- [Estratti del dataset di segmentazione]
• • •
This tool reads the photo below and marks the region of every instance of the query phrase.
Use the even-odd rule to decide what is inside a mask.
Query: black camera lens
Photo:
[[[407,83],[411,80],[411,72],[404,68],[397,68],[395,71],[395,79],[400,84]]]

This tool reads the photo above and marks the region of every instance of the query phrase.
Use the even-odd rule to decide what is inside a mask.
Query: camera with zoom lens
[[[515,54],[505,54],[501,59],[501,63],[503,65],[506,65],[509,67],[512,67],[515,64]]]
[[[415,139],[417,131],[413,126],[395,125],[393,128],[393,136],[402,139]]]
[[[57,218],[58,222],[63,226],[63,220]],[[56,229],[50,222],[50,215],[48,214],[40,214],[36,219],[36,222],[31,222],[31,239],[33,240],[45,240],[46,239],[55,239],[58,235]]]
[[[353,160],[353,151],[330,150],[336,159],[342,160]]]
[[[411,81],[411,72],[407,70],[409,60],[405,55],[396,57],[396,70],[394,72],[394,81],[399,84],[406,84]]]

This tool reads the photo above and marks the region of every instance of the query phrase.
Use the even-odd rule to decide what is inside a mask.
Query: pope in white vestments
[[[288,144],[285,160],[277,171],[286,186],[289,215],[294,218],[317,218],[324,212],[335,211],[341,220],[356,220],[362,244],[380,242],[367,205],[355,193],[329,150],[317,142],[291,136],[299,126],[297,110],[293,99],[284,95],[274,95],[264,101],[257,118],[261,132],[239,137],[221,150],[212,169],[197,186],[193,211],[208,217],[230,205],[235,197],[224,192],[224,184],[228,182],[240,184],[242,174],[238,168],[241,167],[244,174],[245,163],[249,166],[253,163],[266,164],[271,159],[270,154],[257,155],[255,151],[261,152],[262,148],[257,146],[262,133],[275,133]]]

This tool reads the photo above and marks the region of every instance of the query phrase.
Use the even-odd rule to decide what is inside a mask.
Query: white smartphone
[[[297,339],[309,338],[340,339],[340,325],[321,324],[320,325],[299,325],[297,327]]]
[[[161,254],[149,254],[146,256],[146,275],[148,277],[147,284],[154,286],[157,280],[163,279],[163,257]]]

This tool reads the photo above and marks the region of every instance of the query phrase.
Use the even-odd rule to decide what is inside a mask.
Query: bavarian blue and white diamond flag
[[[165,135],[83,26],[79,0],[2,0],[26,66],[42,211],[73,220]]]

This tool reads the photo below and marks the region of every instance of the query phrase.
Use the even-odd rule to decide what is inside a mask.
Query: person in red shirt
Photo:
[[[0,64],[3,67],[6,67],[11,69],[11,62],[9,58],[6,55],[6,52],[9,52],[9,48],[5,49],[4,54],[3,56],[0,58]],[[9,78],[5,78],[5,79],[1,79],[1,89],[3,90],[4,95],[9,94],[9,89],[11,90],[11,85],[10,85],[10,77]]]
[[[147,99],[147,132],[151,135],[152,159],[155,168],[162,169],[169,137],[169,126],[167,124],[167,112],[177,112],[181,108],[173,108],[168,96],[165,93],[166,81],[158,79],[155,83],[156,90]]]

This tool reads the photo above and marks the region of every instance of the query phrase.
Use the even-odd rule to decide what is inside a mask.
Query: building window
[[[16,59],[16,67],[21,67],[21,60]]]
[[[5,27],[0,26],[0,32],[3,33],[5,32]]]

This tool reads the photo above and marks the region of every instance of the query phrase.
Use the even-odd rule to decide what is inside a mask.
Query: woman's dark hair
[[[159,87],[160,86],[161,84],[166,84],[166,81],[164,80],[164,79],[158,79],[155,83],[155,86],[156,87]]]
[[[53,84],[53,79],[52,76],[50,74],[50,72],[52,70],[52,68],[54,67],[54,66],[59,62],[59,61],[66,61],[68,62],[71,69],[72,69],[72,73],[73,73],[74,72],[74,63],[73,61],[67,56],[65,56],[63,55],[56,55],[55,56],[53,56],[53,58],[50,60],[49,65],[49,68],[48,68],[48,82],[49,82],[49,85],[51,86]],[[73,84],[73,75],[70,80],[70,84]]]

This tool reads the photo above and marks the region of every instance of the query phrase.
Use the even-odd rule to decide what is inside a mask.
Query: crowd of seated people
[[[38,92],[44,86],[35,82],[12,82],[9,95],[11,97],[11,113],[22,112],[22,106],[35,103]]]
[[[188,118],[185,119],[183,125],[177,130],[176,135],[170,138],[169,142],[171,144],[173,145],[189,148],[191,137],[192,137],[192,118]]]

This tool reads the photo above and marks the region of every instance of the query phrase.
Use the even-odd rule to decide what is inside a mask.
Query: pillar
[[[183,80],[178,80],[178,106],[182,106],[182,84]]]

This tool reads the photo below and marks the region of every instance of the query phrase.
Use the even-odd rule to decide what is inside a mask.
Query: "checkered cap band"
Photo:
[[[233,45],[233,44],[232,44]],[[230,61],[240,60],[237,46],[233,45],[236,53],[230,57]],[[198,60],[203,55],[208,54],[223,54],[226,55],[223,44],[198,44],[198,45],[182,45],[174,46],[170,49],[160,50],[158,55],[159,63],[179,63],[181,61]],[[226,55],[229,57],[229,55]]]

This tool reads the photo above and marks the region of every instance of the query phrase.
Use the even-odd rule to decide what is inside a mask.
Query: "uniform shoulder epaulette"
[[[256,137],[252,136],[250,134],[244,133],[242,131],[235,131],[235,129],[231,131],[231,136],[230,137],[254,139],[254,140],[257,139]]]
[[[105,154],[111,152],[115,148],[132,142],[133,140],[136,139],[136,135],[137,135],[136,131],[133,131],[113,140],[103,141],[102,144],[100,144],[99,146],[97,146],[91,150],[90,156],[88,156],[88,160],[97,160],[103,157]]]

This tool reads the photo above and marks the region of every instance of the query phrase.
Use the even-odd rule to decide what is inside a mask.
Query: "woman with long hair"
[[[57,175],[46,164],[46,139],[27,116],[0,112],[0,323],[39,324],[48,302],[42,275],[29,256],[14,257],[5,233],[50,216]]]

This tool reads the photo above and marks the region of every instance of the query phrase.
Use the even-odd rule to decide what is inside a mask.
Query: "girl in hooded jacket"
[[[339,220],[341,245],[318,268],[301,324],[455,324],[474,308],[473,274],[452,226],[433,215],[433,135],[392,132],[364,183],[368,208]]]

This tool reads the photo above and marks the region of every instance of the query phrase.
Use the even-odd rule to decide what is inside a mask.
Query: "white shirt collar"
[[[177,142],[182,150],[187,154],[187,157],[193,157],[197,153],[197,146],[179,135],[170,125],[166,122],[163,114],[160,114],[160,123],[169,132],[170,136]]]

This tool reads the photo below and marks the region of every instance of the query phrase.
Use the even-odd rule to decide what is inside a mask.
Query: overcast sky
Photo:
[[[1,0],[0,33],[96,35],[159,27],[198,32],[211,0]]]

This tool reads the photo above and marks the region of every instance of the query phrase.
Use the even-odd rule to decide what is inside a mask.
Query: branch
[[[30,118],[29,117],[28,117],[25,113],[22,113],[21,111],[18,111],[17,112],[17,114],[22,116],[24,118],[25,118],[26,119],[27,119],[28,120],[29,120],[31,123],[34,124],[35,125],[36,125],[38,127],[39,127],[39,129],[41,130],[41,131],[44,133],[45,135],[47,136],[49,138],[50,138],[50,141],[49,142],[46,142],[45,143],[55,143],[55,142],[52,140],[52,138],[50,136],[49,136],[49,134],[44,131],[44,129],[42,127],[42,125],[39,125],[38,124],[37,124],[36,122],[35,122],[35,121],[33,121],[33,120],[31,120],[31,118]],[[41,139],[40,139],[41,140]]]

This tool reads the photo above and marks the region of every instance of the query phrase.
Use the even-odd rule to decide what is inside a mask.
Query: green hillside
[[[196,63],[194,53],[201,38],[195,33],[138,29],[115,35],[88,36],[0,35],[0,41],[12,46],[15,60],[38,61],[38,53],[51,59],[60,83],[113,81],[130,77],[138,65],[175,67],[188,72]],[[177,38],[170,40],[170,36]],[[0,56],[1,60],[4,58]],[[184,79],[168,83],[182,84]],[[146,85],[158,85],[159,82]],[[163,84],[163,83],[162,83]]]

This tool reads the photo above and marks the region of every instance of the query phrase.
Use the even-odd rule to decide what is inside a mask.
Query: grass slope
• • •
- [Esercizio] Individua nel materiale qui sopra tutte le righe che contengono la parola "hair" e ricopiale.

- [Esercizio svolto]
Query: woman's dark hair
Query: "woman with long hair"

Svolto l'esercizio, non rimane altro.